▶ _WHAT YOU WILL DO_:
Beneath this task is a listing; retype all of it exactly.

Labeled-object pointing entries:
● ● ● ● ● ● ●

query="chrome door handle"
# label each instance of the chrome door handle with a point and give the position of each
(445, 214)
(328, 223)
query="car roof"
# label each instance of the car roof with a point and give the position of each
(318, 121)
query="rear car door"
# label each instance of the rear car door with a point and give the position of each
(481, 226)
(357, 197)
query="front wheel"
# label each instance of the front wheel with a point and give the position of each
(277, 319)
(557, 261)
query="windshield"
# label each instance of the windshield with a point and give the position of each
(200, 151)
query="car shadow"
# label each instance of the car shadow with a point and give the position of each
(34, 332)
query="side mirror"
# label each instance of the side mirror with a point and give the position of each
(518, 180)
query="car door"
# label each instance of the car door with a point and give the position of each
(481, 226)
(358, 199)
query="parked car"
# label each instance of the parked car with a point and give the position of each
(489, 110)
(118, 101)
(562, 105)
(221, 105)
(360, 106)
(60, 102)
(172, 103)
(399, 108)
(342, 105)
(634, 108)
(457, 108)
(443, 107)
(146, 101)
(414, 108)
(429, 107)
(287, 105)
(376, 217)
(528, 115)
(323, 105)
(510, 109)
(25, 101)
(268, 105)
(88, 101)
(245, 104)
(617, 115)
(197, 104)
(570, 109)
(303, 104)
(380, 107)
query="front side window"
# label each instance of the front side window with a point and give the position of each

● ● ● ● ● ● ●

▶ _EXERCISE OUTPUT_:
query="chrome door handle"
# label each instance of the chrome door handle with a point and give the position of each
(445, 214)
(328, 223)
query="car roof"
# label each instance of the car roof with a point and give the position of each
(318, 121)
query="rear car door"
# label each instance of the rear car door with a point and give the position of each
(481, 226)
(357, 197)
query="front wheel"
# label each instance of the front wheel with a point and give the position of each
(277, 319)
(557, 261)
query="windshield"
# label each instance of the windshield with a point and give the position of each
(200, 151)
query="car shadow"
# label each instance of the car shadow with a point and give the position of each
(34, 332)
query="side mirror"
# label each instance of the side mirror with a point and give the position of each
(518, 180)
query="car door"
# label each instance of the car door with a point and give the position of each
(481, 226)
(358, 199)
query="parked car"
# label each instance of the parked car with a point and give the position of each
(489, 110)
(118, 101)
(562, 105)
(221, 105)
(360, 106)
(60, 102)
(172, 103)
(399, 108)
(342, 105)
(634, 108)
(457, 108)
(443, 107)
(146, 101)
(414, 108)
(429, 107)
(287, 105)
(376, 217)
(528, 115)
(323, 105)
(510, 109)
(25, 101)
(268, 105)
(88, 101)
(245, 104)
(617, 115)
(197, 104)
(570, 109)
(303, 104)
(380, 107)
query="front side window"
# label each instance of the front side window with a point and give the position of each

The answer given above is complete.